Task directions: Copy all lines below that use the word "rough".

Excerpted records:
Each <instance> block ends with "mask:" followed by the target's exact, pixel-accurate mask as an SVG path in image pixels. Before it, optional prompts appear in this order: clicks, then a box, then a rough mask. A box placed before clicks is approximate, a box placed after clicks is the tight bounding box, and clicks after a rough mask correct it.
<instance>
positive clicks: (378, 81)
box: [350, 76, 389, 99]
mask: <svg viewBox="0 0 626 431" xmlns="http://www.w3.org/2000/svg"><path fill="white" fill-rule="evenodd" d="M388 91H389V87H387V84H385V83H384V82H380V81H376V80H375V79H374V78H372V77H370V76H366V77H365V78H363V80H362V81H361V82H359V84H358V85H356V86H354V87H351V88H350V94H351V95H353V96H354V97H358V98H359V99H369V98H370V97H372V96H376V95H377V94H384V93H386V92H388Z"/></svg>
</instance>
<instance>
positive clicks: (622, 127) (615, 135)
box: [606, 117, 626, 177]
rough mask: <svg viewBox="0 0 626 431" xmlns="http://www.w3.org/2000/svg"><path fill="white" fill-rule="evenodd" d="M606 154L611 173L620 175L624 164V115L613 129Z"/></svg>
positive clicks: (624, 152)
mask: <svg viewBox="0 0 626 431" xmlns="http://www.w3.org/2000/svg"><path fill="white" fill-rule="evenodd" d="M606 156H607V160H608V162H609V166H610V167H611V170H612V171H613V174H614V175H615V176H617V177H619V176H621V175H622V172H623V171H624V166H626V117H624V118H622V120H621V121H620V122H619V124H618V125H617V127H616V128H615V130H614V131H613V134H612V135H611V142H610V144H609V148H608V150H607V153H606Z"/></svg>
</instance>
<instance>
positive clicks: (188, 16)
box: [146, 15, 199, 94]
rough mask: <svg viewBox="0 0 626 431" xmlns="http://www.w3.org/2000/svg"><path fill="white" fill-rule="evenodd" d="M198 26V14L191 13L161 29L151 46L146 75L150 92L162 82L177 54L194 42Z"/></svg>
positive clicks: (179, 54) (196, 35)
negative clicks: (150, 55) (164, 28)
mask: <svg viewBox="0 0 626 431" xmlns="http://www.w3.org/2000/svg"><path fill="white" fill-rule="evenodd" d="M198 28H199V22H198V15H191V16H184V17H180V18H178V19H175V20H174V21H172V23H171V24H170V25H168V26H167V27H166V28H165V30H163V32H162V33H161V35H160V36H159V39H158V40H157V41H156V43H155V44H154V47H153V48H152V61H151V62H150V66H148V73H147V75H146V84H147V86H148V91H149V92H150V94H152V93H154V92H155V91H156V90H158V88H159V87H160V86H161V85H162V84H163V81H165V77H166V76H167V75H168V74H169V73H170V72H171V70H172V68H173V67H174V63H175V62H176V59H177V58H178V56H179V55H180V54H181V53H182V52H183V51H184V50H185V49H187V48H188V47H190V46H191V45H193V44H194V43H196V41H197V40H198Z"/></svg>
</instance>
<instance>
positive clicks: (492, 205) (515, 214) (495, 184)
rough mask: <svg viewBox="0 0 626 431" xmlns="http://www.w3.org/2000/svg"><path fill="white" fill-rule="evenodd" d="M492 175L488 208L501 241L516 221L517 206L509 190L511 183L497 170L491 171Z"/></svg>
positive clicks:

Exercise output:
Each <instance> block ends with "mask:" followed by the target's exact, pixel-accurate mask as an SVG path in image pixels. Before it, optional prompts appear in this order: clicks, then a box, then a rough mask. A box placed before clicks is approximate, a box placed after clicks is the tight bounding box, and clicks after a rough mask correct it.
rough mask: <svg viewBox="0 0 626 431" xmlns="http://www.w3.org/2000/svg"><path fill="white" fill-rule="evenodd" d="M606 154L611 173L620 175L624 164V115L613 129Z"/></svg>
rough mask: <svg viewBox="0 0 626 431" xmlns="http://www.w3.org/2000/svg"><path fill="white" fill-rule="evenodd" d="M198 26V14L191 13L161 29L151 46L146 75L150 92L162 82L177 54L194 42Z"/></svg>
rough mask: <svg viewBox="0 0 626 431" xmlns="http://www.w3.org/2000/svg"><path fill="white" fill-rule="evenodd" d="M492 175L488 208L501 241L516 221L517 206L509 190L511 183L497 170L491 171Z"/></svg>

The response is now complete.